# Start of RECORD EXCERPTS
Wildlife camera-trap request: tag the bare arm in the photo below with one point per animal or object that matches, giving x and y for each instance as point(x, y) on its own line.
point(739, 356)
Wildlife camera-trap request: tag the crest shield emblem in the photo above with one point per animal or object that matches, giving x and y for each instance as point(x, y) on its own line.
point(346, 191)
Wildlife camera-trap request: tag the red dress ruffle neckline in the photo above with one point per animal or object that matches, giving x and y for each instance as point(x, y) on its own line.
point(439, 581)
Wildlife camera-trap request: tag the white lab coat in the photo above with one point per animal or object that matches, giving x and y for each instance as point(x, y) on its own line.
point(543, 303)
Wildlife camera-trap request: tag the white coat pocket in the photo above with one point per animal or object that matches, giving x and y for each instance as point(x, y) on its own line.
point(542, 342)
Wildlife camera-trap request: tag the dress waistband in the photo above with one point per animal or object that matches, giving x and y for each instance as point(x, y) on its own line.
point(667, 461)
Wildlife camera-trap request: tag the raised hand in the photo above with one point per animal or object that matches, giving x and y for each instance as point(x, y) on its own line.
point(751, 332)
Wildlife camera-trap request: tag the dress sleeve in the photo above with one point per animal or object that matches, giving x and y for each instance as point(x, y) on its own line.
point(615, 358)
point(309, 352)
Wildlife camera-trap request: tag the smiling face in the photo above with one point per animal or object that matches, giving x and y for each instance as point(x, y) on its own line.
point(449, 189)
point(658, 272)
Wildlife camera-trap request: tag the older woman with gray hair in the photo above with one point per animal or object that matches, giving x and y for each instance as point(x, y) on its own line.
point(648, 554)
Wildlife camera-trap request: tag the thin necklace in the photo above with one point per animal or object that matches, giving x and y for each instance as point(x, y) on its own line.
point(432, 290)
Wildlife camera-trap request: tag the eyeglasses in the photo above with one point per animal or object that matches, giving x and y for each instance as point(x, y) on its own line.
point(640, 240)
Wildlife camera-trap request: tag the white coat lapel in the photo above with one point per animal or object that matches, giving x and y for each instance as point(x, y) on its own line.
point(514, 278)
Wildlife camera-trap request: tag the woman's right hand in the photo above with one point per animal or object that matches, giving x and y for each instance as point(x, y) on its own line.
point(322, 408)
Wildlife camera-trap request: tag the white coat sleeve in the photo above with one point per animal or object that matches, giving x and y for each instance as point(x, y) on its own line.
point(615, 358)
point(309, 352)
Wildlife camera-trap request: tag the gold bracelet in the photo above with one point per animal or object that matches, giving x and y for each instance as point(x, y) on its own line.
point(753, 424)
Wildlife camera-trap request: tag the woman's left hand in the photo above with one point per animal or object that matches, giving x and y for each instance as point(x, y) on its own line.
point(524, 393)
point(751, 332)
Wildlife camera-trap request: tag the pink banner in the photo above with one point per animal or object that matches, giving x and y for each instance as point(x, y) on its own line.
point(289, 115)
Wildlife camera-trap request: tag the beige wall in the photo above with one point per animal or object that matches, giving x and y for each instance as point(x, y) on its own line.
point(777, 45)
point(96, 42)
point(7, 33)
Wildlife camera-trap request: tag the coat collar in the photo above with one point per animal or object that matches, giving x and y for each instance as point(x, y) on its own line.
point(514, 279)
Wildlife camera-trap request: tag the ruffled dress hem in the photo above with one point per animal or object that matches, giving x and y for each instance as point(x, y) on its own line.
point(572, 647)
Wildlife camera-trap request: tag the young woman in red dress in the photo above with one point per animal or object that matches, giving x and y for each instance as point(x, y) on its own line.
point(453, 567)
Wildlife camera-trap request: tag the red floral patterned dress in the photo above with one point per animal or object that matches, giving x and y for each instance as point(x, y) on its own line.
# End of RECORD EXCERPTS
- _OBJECTIVE_: Please reproduce the listing above, switching each "Wildlife camera-trap" to "Studio portrait" and keeping everything else unchanged.

- _WRITTEN SOLUTION_:
Studio portrait request: tag the bare arm in the photo below with one point per animal or object that matches, giving x and y for each instance as point(x, y) on its own line.
point(739, 356)
Studio portrait request: tag the crest shield emblem in the photo above with one point per animal or object that matches, giving x and y for each instance as point(x, y) on its own line.
point(346, 191)
Studio portrait request: tag the red dress ruffle neckline in the photo above with one point per animal or object that matches, giving x and y for each instance as point(x, y) on its own line.
point(439, 581)
Studio portrait request: tag the white lab coat in the photo above with one point per animal or object that matches, giving x and y for each instance as point(x, y) on its own line.
point(543, 303)
Studio portrait request: tag the white coat pocket in the photo above with one point per animal or object that matches, giving x and y for each instance as point(x, y) on its own line.
point(542, 342)
Studio portrait request: tag the dress waistband in the photo above with one point per animal or object that matches, giving x and y for each instance as point(x, y) on its own line.
point(667, 461)
Studio portrait request: tag the raised hand in the photo above with one point per animal or object that matches, giving x and y for each instance as point(x, y) on its own line.
point(751, 332)
Studio portrait request: tag the dress sleeve in the photo above with one point per animal or object that matches, giving x and y for each instance as point(x, y) on its own line.
point(615, 358)
point(309, 352)
Studio portrait request: tag the smiling face in the photo above with one point per animal or object that matches, giving x and y for each instance as point(x, y) on its own line.
point(449, 189)
point(658, 272)
Studio portrait request: tag the older woman with gray hair in the photo above with one point per animal or object that matches, giving x and y for each instance as point(x, y) on its own line.
point(648, 554)
Studio portrait request: tag the thin necklace in the photo above with one point per animal or object that matches, giving x and y for each instance as point(x, y) on its own line.
point(432, 290)
Studio portrait request: tag the eyeglasses in the photo above with one point per animal or object that matches, giving x and y for each instance as point(x, y) on its own line.
point(640, 240)
Studio portrait request: tag the white coat lapel in the photo above with one point per animal or object that matches, giving x and y for each instance as point(x, y) on its own line.
point(514, 278)
Studio portrait request: tag the woman's right hand in the photo above with one point per animal or object that matches, giving x and y for each instance as point(x, y) on its own line.
point(322, 408)
Studio portrait request: tag the white coat sleeve in the photo above with one point per animal or object that matches, giving x and y for each instance as point(x, y) on its own line.
point(615, 358)
point(309, 352)
Studio portrait request: tag the gold bracelet in the photo above with one point per animal or object that matches, giving x and y for each instance as point(x, y) on its own line.
point(753, 424)
Studio portrait request: tag the woman's left hand in the photo above with one point per animal or object that matches, giving x and y for each instance as point(x, y) on its own line.
point(524, 393)
point(751, 332)
Studio portrait request: tag the pink banner in the photo above with one point per animal or object that matches, giving x and y for each instance as point(x, y) on its own line.
point(289, 115)
Studio portrait request: tag the beige wall in the photo above with one point per animal or object that matches, giving x and y for each instance as point(x, y) on its own line.
point(777, 45)
point(96, 42)
point(7, 33)
Studio portrait request: tag the coat collar in the photo above with one point per animal or object that matches, giving x and y for each instance as point(x, y) on its own line.
point(514, 279)
Studio portrait request: tag the ruffled dress hem in the photo above with one point per animal or object that matches, giving x and y for each instance as point(x, y) on its own line.
point(572, 647)
Studio portrait request: tag the young woman in red dress in the photo above with one point per animal or object that matches, giving x and y for each instance as point(x, y) on its own line.
point(453, 567)
Studio portrait request: tag the red floral patterned dress in the photo above with one point per animal or object that matches, giving x and y for each instance as point(x, y) on its own line.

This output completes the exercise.